_Given data_
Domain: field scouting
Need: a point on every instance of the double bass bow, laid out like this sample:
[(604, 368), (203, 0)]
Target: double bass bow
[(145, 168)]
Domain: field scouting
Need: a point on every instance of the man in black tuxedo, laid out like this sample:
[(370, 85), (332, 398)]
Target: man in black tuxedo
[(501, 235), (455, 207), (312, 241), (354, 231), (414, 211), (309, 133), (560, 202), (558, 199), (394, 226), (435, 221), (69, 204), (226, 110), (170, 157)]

--

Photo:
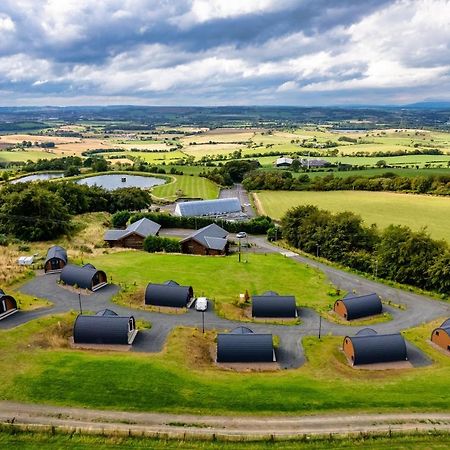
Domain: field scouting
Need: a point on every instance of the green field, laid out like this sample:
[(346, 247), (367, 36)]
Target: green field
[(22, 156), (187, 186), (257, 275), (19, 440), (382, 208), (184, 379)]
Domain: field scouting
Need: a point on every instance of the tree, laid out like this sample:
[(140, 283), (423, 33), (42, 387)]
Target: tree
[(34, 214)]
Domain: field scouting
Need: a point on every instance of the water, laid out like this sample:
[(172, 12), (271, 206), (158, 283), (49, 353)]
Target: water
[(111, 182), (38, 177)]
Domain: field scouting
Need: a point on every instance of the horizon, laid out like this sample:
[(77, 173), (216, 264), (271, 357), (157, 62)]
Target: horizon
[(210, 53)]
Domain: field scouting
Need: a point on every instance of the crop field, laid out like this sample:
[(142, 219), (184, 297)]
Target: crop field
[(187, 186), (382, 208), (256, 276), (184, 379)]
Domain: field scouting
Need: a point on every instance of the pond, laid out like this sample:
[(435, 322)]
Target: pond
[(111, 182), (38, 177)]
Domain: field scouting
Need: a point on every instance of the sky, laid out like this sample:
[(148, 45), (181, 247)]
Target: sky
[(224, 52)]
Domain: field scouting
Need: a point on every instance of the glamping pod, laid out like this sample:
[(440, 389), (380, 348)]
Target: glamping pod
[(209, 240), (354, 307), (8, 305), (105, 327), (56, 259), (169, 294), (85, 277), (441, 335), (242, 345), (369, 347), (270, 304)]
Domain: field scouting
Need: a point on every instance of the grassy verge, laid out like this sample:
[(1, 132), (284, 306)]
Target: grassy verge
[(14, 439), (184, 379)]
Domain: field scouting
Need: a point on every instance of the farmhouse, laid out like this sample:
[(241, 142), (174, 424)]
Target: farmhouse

_The task_
Pick out each line of the data above that contains the word "tree" and copy those lines in full.

_The answer_
Need: a point on every instance of the tree, laid out like this sample:
Target: tree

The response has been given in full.